Work instructions:
At the line containing "Target: dirt ground", begin repeating lines exactly, and stop only after the final line of the records below.

Information shown:
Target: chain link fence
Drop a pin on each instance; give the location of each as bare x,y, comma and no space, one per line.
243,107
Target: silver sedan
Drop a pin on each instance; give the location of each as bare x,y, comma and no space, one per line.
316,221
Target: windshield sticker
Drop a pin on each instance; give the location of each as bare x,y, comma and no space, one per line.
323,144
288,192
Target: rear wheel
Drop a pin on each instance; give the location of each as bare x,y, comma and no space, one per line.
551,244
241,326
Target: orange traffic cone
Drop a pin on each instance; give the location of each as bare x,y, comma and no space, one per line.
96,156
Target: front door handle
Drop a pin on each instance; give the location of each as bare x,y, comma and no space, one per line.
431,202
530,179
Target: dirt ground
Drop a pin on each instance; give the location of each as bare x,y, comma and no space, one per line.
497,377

Completed task:
Target: dirt ground
Drop a pin on each instance; give the location of each as bare x,y, comma and no space, one per line.
497,377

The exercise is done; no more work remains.